REQUIREMENT 1: Using the news report on the Apeldoorn parade attack, explain why the toll among onlookers rose to six.
REQUIREMENT 2: Continue the news report on the Apeldoorn parade attack from the point where it stops.

TEXT PROVIDED:
┌────────

A Dutchman who tried to drive his car into a bus carrying Queen Beatrix at a royal parade died from his injuries today.
A military policeman hit by the vehicle as it ploughed through a crowd also died, taking the toll among onlookers to six.
Mourners laid flowers at the monument in the city of Apeldoorn which the man's car hit after narrowly missing the open-top bus carrying Beatrix and her family yesterday.
The motive of the 38-year-old driver, identified by local media as Karst Tates, was unclear. No weapons or explosives were found when police searched his house and there were no signs that others were involved in planning the attack.
Authorities plan an investigation into the security measures surrounding the parade, the Justice and Interior ministries said in a statement today.
The public prosecutor said Tates died overnight. He had been charged with an attempted attack on the royal family and had told police he had deliberately targeted the royals.
The prosecutor said Tates came from Huissen, a small town about 25 miles south of Apeldoorn.
Newspapers cited his neighbours as saying he was a withdrawn man who lived alone. He had lost his job at a security firm and was due to move house, the AD paper reported.
The military policeman died from his injuries today, the Defence Ministry said. Eight people are still in hospital, with one woman in a critical condition following the attack on the Queen's Day national holiday.

└────────

(Collected data)
┌────────

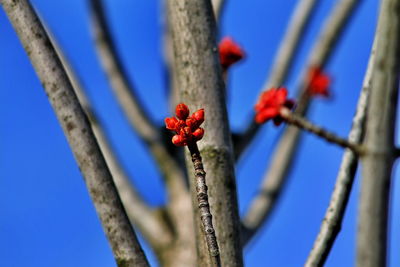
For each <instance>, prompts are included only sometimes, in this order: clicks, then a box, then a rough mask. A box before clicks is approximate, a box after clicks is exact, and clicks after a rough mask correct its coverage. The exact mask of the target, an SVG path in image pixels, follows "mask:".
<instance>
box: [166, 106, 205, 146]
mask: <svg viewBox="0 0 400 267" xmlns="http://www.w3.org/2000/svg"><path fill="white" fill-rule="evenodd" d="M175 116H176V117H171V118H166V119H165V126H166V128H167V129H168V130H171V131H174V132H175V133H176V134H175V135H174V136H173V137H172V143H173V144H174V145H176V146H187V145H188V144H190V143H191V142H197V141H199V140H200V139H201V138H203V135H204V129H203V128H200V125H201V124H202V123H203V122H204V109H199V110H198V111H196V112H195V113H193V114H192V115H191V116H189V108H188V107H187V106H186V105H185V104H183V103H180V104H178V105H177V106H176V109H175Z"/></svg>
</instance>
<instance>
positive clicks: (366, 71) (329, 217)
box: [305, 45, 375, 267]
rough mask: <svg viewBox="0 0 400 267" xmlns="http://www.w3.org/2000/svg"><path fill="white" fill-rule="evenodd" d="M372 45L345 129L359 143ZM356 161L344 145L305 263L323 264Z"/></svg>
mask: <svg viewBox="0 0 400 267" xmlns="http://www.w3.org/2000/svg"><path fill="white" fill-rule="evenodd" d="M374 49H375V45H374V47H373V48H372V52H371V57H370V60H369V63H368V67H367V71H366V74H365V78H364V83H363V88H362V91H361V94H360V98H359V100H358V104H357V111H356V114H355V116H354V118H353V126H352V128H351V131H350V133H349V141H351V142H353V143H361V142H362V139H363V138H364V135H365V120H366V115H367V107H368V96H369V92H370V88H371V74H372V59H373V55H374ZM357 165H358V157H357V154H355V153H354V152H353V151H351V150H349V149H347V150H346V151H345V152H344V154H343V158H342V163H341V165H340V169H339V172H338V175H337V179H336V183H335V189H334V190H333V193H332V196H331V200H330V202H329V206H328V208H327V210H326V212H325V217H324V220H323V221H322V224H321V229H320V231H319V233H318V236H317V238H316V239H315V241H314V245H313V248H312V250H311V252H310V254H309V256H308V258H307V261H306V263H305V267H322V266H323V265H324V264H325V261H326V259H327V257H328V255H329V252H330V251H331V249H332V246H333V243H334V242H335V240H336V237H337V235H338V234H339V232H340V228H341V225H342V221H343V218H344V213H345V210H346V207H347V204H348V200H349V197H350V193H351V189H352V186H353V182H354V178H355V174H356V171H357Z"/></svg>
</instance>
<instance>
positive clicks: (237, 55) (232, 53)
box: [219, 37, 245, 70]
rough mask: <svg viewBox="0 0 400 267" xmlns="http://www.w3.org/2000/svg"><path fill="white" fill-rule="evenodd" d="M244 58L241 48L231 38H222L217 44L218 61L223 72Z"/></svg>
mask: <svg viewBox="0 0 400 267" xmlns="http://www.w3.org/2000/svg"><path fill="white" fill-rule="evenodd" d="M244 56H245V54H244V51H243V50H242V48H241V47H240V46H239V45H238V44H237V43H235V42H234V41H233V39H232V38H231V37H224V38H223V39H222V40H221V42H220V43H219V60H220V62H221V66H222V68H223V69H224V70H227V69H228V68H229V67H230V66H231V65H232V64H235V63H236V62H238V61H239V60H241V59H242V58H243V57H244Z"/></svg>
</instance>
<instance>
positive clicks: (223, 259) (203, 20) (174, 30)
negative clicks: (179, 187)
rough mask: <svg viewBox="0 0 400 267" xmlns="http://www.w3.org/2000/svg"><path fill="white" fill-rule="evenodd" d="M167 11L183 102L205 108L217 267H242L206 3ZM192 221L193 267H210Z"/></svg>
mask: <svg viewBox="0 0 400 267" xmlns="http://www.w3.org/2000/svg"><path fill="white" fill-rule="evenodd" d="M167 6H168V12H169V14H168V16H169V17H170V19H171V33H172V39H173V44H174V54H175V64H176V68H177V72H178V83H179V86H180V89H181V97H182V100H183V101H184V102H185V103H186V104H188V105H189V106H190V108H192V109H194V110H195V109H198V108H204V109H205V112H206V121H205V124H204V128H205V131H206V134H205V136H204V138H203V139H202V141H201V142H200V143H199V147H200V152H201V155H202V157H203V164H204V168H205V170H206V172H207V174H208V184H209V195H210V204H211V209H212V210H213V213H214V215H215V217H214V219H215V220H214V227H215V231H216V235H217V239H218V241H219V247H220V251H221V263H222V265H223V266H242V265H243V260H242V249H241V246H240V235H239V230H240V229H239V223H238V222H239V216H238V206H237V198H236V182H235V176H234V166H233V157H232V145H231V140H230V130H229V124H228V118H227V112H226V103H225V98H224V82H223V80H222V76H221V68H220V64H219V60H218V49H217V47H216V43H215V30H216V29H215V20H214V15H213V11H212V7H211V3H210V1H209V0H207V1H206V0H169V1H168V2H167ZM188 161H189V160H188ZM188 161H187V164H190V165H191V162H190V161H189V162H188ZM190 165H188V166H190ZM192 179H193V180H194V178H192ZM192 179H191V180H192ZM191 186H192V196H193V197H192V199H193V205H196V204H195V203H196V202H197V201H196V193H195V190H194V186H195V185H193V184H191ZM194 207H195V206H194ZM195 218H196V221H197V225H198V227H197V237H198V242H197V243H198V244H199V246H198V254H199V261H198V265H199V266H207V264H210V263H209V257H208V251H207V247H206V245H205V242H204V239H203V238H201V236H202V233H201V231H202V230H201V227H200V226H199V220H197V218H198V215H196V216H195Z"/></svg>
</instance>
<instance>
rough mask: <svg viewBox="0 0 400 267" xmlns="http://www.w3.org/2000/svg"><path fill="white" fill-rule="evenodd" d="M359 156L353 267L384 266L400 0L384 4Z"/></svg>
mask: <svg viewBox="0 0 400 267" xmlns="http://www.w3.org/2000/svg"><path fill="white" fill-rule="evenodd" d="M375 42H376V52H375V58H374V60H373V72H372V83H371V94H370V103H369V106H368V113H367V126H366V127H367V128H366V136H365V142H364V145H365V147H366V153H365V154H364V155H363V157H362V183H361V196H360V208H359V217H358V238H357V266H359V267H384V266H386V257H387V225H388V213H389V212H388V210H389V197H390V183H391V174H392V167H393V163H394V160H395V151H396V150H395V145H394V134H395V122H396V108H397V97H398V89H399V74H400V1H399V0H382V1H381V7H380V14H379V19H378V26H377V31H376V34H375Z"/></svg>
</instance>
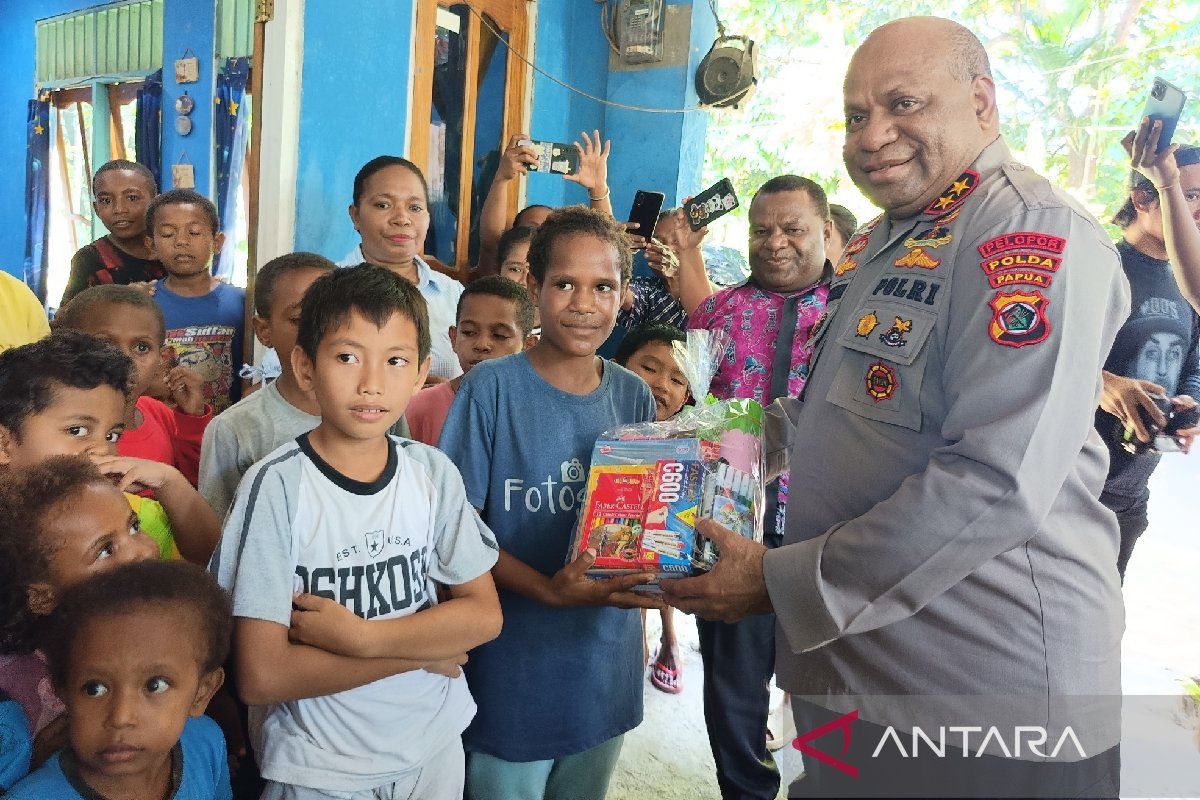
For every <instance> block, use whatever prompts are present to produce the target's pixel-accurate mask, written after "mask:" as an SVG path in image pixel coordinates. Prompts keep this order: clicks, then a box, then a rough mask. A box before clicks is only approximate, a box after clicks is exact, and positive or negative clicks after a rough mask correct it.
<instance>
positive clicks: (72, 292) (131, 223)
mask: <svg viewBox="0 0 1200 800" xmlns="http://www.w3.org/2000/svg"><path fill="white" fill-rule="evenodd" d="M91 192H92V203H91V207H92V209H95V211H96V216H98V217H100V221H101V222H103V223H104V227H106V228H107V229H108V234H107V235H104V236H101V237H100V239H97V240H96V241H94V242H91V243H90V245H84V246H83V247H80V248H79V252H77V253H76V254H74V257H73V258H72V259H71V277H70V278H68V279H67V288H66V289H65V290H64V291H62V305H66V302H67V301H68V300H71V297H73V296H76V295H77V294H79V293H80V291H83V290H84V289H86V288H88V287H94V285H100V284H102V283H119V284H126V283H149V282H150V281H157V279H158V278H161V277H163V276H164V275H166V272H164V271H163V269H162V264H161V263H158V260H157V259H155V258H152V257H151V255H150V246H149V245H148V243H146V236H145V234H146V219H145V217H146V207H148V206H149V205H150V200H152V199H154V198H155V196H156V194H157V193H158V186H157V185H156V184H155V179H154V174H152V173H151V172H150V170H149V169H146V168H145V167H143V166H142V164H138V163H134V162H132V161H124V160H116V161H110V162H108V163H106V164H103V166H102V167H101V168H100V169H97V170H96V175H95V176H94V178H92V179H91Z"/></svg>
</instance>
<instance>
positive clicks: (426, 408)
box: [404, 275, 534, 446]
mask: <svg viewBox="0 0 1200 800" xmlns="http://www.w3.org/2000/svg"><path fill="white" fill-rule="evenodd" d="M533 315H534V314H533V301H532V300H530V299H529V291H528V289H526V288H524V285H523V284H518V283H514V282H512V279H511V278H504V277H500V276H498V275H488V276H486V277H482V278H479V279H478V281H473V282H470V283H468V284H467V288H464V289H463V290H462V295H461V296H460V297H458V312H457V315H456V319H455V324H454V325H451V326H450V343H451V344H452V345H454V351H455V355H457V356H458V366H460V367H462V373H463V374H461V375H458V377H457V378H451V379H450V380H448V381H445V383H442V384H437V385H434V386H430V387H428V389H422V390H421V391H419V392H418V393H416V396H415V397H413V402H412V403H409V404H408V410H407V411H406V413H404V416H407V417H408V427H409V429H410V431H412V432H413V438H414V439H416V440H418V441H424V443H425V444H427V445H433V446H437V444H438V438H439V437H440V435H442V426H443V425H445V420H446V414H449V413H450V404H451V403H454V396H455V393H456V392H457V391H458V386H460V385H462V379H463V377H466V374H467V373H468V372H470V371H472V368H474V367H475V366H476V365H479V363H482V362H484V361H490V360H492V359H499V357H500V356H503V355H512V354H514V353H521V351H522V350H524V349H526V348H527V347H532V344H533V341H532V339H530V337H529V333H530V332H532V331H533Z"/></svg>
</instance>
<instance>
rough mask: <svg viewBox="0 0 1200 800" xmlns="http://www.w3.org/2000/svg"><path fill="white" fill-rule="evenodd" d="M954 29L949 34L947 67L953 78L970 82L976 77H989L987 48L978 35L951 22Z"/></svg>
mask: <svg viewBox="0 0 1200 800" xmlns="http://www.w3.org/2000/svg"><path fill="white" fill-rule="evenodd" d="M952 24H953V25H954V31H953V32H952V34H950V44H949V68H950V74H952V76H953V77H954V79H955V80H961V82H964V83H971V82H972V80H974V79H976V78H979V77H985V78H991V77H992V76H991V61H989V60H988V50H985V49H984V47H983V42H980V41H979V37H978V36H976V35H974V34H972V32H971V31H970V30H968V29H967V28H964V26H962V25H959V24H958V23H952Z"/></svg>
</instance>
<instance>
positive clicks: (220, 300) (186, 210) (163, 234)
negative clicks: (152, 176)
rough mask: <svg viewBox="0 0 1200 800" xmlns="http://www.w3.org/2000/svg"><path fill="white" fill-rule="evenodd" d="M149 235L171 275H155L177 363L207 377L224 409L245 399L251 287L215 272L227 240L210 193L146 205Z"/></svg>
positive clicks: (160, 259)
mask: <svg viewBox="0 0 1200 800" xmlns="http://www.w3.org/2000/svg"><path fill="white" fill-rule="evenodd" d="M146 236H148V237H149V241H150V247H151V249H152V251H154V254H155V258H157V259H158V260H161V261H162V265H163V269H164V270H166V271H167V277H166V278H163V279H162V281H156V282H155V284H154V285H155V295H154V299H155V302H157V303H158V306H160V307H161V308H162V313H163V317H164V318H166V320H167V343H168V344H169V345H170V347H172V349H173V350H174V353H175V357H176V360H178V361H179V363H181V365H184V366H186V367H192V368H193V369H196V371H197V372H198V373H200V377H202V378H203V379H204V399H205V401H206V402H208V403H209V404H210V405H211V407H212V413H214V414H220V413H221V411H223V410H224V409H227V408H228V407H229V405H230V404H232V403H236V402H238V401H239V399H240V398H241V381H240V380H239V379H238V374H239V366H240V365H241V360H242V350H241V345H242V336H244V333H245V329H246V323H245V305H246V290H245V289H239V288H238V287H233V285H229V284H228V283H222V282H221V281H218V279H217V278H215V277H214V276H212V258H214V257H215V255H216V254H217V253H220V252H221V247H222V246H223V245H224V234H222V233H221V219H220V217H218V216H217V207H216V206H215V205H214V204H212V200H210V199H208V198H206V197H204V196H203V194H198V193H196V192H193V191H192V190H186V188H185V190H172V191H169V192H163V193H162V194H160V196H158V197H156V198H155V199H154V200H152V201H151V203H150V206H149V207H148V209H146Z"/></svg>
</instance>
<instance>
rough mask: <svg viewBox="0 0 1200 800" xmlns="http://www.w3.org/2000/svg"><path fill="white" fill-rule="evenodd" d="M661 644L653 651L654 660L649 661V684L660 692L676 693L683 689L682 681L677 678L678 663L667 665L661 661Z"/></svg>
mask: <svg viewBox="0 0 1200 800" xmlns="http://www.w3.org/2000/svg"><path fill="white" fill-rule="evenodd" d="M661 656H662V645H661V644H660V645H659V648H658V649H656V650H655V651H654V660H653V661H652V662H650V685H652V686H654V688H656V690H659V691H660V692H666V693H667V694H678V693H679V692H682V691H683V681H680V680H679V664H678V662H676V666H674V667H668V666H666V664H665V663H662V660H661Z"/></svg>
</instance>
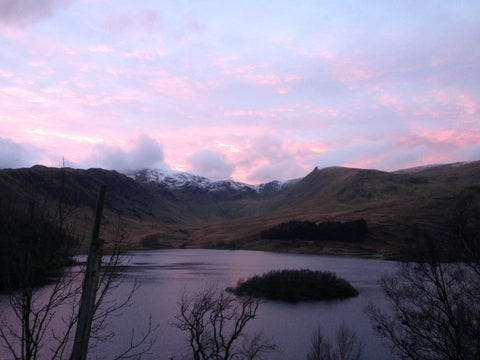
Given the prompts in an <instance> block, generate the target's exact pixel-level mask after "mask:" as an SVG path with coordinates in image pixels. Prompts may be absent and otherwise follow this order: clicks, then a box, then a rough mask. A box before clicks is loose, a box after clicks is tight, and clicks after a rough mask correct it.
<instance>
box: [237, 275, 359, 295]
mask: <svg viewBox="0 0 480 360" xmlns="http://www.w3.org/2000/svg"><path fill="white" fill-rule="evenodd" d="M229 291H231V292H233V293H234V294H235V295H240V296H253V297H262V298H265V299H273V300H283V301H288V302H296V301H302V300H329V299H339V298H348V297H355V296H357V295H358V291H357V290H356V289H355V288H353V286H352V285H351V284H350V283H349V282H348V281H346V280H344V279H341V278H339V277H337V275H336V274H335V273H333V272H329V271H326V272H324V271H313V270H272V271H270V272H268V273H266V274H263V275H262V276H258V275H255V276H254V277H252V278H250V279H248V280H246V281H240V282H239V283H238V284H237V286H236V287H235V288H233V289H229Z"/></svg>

└────────

OUTPUT 1: The toll among onlookers rose to six because a military policeman died from his injuries. He had been hit by the car as it ploughed through the crowd.

OUTPUT 2:
Flags flew at half-mast today and people in Apeldoorn signed a book of condolences. Many wondered if the holiday could be celebrated again.
"Sunny orange is coloured deep black," read one newspaper headline, referring to the Dutch national and royal colour. Another asked "Is this the end of a tradition?" next to a photo of victims thrown to the ground.
"Queen's Day is the one outstanding day on which a deeply divided Netherlands celebrates the fact that it also knows unity," said Rijk Timmer in Dutch daily Het Financieele Dagblad. "An attack on this day hits the foundations of our society."
Queen Beatrix was accompanied by Princess Maxima, wife of heir Willem-Alexander, and her other children in the open-top bus which was heading to a palace in Apeldoorn, about 90 km (56 miles) east of Amsterdam, as part of the annual festivities.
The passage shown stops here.